> DIRECTION: Reproduce word for word the part of the forum thread below about the PHP popup script that opens with the words containing "When you click" and closes with "on my server..".

> QUOTED PASSAGE:
On "index.php" there are links formatted as so:



<a href="javascript:box('popup.php?id=1');">Link A</a><br>


The script for this is:



<script>
var newwindow;
function box(url)
{
newwindow=window.open(url,'Info Box','height=400,width=200');
if (window.focus) {newwindow.focus()}
}
</script>


That works. Now onto what doesn't work..

"popup.php" would then take the "?id="s part of the link and use the value to select a row from the mysql table...This is the code I have so far (with help from WebmasterWorld.com)



<?php

$dbhost='localhost';
$dbusername='xxx';
$dbuserpass='xxx';
$dbname='info';

mysql_connect ($dbhost, $dbusername, $dbuserpass);

if (!mysql_select_db($dbname)) die(mysql_error());

$sql = "SELECT * FROM info WHERE id=".mysql_escape_string($_GET["id"])";
$result = mysql_query($query) or die('Error, query failed');
while ($row = mysql_fetch_array($result)) {
echo "<table border='5'>
<tr>
<td>
'.$row['name'].'
</td>
</tr>
<tr>
<td>
'.$row['description'].'
</td>
</tr>
</table>";
}
?>


When you click a link, the box pops up...But it displays nothing and when you go to 'View Page Source' nothing is there.

This is my first script I've tried to create on my own so I'm kind of lost..Here's some info on my server..

PHP = 4.40
Apache = 2.0.54
MySQL = 4.1.14
OS = Windows Server 2003

If any other info is needed just ask.

Regards,
Ken

Kakao
05-08-2006, 12:29 AM
What if you delete the last double quote?


$sql = "SELECT * FROM info WHERE id=".mysql_escape_string($_GET["id"]);

If it does not work echo the sql string:


$sql = "SELECT * FROM info WHERE id=".mysql_escape_string($_GET["id"]);
echo $sql;
exit;

saikou
05-08-2006, 12:36 AM
What if you delete the last double quote?


$sql = "SELECT * FROM info WHERE id=".mysql_escape_string($_GET["id"]);



Change $_GET["id"]); to $_GET['id']); ?



If it does not work echo the sql string:


$sql = "SELECT * FROM info WHERE id=".mysql_escape_string($_GET["id"]);
echo $sql;
exit;


The first suggestion did nothing...The second provided this:



SELECT * FROM info WHERE id=1


It just displayed the sql query...

Could this be the problem?


$sql = "SELECT * FROM info WHERE id=".mysql_escape_string($_GET["id"]); - $sql=" starts the query, then you have id="...Wouldn't that end the query... My thought is that it's actually reading it as this:

$sql = "SELECT * FROM info WHERE id="

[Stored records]
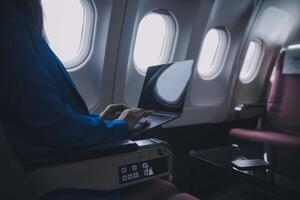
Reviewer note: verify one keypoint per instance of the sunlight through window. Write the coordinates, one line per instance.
(64, 21)
(213, 52)
(251, 62)
(154, 41)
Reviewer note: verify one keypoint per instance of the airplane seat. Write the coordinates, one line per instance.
(31, 181)
(183, 196)
(14, 183)
(281, 122)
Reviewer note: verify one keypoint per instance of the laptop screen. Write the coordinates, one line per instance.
(165, 87)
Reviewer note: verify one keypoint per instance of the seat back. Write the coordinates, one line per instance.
(283, 105)
(13, 179)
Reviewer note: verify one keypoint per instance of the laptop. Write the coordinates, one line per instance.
(164, 91)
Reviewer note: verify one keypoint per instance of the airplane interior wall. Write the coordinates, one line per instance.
(109, 74)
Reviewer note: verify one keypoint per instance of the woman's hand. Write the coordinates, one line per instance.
(113, 111)
(133, 115)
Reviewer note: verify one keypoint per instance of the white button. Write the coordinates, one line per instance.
(145, 165)
(130, 177)
(124, 178)
(134, 167)
(123, 170)
(135, 175)
(146, 173)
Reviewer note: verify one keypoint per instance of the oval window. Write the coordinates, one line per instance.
(154, 40)
(173, 81)
(213, 53)
(64, 24)
(252, 61)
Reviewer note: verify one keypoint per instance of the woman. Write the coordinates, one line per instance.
(41, 110)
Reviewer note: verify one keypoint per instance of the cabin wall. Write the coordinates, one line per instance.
(108, 74)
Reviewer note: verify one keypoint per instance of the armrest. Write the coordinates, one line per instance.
(249, 110)
(36, 162)
(106, 168)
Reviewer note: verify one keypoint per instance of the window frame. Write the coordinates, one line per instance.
(169, 39)
(221, 53)
(87, 36)
(253, 71)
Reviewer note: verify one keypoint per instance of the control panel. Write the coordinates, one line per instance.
(136, 171)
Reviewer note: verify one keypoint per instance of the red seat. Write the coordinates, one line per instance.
(155, 189)
(281, 123)
(282, 118)
(183, 196)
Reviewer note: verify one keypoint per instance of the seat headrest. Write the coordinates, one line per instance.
(291, 63)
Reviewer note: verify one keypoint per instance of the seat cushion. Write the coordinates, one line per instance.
(183, 196)
(266, 136)
(284, 101)
(155, 189)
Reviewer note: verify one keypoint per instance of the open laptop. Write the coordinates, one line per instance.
(164, 91)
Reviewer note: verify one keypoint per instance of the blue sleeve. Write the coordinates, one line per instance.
(29, 93)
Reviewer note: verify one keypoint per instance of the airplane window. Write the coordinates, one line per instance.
(154, 41)
(252, 61)
(272, 78)
(213, 53)
(169, 88)
(64, 23)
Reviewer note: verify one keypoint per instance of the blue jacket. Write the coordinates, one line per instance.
(40, 108)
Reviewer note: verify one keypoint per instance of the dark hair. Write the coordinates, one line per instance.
(32, 9)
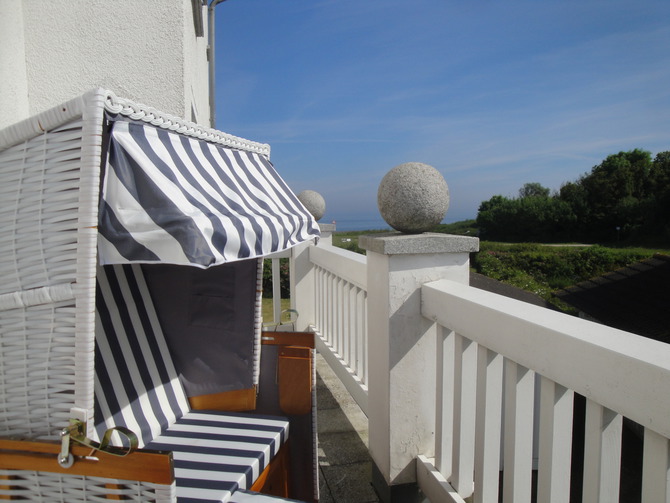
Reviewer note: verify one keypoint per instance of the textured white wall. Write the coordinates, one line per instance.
(196, 68)
(13, 79)
(144, 50)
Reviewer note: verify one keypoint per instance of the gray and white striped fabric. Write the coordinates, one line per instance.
(215, 453)
(174, 199)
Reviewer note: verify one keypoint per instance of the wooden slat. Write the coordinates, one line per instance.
(465, 377)
(144, 465)
(602, 453)
(274, 479)
(655, 468)
(518, 438)
(488, 425)
(294, 380)
(556, 408)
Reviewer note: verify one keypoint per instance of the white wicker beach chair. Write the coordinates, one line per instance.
(65, 212)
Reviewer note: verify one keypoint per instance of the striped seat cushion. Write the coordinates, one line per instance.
(216, 453)
(136, 386)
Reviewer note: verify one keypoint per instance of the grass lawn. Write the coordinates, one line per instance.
(267, 309)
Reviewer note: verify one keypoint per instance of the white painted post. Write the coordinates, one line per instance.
(302, 279)
(402, 344)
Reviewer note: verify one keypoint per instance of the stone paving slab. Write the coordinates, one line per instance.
(344, 460)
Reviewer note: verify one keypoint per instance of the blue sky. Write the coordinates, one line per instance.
(494, 94)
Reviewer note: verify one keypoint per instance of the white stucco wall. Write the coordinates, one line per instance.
(144, 50)
(13, 79)
(196, 69)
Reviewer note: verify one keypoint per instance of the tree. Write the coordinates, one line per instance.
(533, 189)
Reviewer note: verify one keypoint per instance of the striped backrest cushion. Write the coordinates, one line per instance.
(136, 384)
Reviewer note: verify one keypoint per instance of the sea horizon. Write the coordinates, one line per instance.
(365, 223)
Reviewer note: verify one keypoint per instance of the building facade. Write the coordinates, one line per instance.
(152, 52)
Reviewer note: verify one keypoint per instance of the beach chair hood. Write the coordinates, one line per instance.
(173, 199)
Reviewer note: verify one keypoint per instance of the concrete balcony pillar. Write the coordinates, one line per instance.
(401, 350)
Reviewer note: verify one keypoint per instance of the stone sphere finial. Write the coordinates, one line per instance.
(413, 197)
(314, 203)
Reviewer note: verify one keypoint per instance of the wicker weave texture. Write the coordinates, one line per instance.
(49, 185)
(54, 487)
(37, 376)
(39, 204)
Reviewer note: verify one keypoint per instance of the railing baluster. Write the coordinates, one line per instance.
(444, 407)
(602, 453)
(518, 437)
(655, 468)
(556, 407)
(488, 425)
(465, 380)
(364, 336)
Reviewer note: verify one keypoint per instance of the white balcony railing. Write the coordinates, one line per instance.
(340, 278)
(469, 389)
(487, 346)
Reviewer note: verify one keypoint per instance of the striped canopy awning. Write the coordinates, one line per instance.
(174, 199)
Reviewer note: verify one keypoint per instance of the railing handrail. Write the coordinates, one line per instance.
(345, 264)
(616, 369)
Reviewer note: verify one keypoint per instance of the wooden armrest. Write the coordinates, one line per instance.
(144, 465)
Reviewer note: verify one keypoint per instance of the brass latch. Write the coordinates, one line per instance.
(76, 432)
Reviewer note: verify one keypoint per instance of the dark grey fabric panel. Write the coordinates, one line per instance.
(207, 316)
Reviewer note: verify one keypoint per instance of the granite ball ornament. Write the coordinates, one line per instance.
(314, 203)
(413, 197)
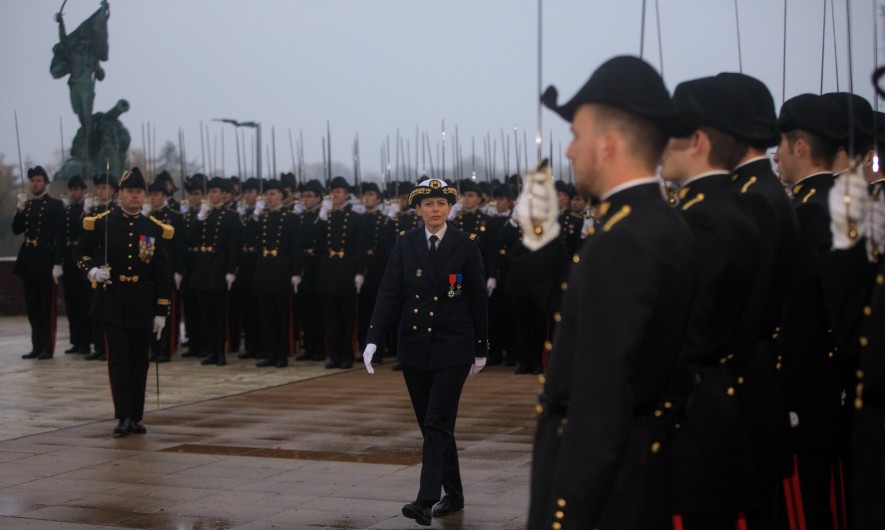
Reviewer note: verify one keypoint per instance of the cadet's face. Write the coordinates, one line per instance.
(158, 200)
(434, 211)
(582, 151)
(470, 200)
(216, 196)
(339, 197)
(132, 199)
(37, 185)
(274, 198)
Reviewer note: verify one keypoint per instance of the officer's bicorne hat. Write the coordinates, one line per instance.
(632, 85)
(721, 105)
(274, 184)
(37, 171)
(76, 182)
(765, 133)
(158, 185)
(132, 179)
(860, 118)
(164, 176)
(104, 178)
(313, 186)
(814, 114)
(432, 188)
(339, 182)
(250, 183)
(219, 182)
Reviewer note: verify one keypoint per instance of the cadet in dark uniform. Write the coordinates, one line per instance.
(600, 456)
(76, 288)
(811, 128)
(216, 238)
(341, 274)
(163, 349)
(435, 284)
(274, 276)
(378, 228)
(39, 262)
(311, 229)
(134, 286)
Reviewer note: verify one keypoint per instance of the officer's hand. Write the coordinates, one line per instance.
(159, 324)
(367, 357)
(99, 274)
(478, 364)
(848, 209)
(537, 210)
(491, 283)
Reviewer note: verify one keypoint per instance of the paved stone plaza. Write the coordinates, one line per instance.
(245, 447)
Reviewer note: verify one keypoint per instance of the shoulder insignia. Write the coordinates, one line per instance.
(616, 218)
(689, 204)
(89, 222)
(168, 230)
(810, 193)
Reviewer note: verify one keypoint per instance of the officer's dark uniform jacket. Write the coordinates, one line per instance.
(342, 253)
(141, 278)
(713, 469)
(442, 323)
(42, 222)
(216, 243)
(600, 450)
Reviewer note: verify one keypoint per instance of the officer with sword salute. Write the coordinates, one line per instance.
(125, 255)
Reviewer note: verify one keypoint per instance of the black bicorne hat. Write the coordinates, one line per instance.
(632, 85)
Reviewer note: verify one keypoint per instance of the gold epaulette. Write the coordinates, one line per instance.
(168, 230)
(89, 222)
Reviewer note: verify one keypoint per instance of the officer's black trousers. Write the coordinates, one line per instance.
(38, 299)
(435, 395)
(338, 314)
(127, 368)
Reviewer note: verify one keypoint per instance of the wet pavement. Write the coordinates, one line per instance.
(245, 447)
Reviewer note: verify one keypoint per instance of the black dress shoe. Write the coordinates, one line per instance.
(421, 514)
(136, 427)
(122, 428)
(450, 504)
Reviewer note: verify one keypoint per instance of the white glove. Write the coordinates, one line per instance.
(99, 274)
(204, 211)
(367, 357)
(393, 210)
(848, 209)
(325, 209)
(537, 210)
(478, 364)
(491, 283)
(159, 324)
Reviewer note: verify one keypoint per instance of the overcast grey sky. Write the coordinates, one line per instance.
(370, 67)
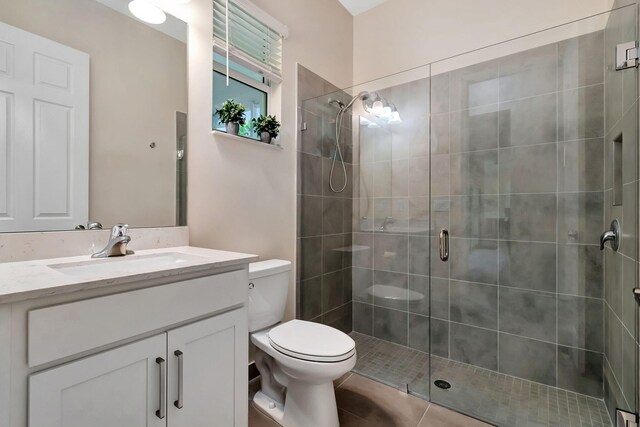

> EXERCISE SOLUTION:
When you click a link, the box pops up...But it displays nothing and when you go to 'View Page Source' nothing is there.

This is my first script I've tried to create on my own so I'm kind of lost..Here's some info on my server..